-------- DATASET RECORDS --------
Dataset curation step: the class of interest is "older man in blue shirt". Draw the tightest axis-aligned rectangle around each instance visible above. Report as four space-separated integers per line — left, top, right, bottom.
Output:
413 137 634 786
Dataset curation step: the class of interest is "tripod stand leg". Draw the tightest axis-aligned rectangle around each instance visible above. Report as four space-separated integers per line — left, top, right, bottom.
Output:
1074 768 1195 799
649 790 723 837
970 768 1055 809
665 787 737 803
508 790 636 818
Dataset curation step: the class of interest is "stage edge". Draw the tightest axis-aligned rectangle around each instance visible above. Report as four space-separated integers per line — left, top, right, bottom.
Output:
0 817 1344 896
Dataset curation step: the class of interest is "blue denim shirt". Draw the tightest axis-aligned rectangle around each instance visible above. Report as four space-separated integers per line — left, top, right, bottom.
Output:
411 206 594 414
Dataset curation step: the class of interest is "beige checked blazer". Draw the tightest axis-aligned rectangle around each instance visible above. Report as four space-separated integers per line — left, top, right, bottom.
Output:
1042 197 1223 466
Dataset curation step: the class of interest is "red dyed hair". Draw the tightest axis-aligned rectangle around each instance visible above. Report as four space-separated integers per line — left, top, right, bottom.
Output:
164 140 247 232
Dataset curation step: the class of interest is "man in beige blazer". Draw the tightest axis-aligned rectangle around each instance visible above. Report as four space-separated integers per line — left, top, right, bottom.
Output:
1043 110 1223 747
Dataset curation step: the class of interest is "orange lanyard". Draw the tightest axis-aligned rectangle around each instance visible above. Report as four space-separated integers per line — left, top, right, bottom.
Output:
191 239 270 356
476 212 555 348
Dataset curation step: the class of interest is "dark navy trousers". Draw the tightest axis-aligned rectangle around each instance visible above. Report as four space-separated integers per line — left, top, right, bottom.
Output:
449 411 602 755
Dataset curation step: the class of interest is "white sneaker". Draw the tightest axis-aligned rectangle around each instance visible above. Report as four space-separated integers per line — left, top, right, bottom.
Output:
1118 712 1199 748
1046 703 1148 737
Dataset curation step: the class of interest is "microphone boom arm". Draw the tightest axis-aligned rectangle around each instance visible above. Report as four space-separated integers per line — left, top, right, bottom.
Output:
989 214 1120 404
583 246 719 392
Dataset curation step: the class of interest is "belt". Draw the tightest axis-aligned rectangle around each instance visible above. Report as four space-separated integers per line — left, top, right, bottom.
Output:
--------
*REQUIRED TASK*. Recast the listing above as a Markdown table with two columns, Row and Line. Give each non-blank line its own numbered row, and leave out any blank lines.

*RESULT FOR THIS EXERCISE*.
| Row | Line |
|---|---|
| 1 | Dataset curation step: the class of interest is "older man in blue shirt". Draw the tightest axis-aligned rectangle around each instance visible above. Report as four space-separated integers per line — left, top, right, bottom. |
| 2 | Output: |
| 3 | 413 137 634 786 |
| 4 | Dataset curation step: the class of interest is "tripod stand leg". Draw the tightest axis-aligned rectangle around each instance visible above. Report as four space-separated integers per line — left, top, right, bottom. |
| 5 | Output: |
| 6 | 1074 768 1195 799 |
| 7 | 649 790 723 837 |
| 8 | 970 768 1055 809 |
| 9 | 665 787 737 803 |
| 10 | 508 790 636 818 |
| 11 | Dataset curation step: the class of interest is "stage edge". Draw the tightest axis-aligned rectangle around each instance visible above. Report as four space-separated integers per line — left, top, right, bottom. |
| 12 | Output: |
| 13 | 0 817 1344 896 |
| 14 | Dataset curation step: the class of interest is "blue denim shirt". Draw the tightest axis-aligned rectangle around each instance visible above. Report as four space-separated integers per line — left, top, right, bottom. |
| 15 | Output: |
| 16 | 411 206 594 414 |
| 17 | Dataset curation step: the class of interest is "beige checked blazer". Draw the tightest axis-aligned rectangle around each instance visible above. Report as four space-separated integers per line — left, top, right, bottom. |
| 18 | Output: |
| 19 | 1042 197 1223 466 |
| 20 | Dataset curation step: the class of interest is "red dyed hair". Draw the tightest axis-aligned rectangle around each instance visible above. Report as four space-separated integers per line — left, top, right, bottom. |
| 21 | Output: |
| 22 | 164 140 247 232 |
| 23 | Dataset curation step: the class of interest is "man in beige blazer". Draw the tightest axis-aligned rectangle around each instance visible above. Report as four space-separated integers per line — left, top, right, bottom. |
| 24 | Output: |
| 25 | 1043 110 1223 747 |
| 26 | Dataset curation step: the class of interest is "orange lanyard". Draw the tightest axis-aligned rectangle around each instance visible above. Report as four space-separated integers per line — left, top, right, bottom. |
| 27 | Output: |
| 28 | 191 239 270 356 |
| 29 | 476 212 555 348 |
| 30 | Dataset curation step: the class of interest is "dark navy trousers". Draw the tightest axis-aligned rectangle around each instance visible above. Report as four space-separated integers per line — left, top, right, bottom. |
| 31 | Output: |
| 32 | 449 411 602 755 |
| 33 | Dataset curation step: the class of interest is "white sneaker". Draw the tightest axis-aligned rectangle around each instance visible above. Report as four space-separated integers per line — left, top, right, bottom. |
| 34 | Output: |
| 35 | 1118 712 1199 748 |
| 36 | 1046 703 1148 737 |
| 37 | Dataset curation step: the class of interest is "microphone boom arm". Draw the tightest axis-aligned rectangle around each instance visible above. Report as four space-separated integers per line — left, top, right, bottom. |
| 38 | Output: |
| 39 | 989 214 1120 404 |
| 40 | 583 246 719 392 |
| 41 | Dataset curation step: the class of interest is "belt". Draw the tightest axis-aligned rectangle around each instance visible above. Report as four space-separated integers per line — left, top, right, bottom. |
| 42 | Output: |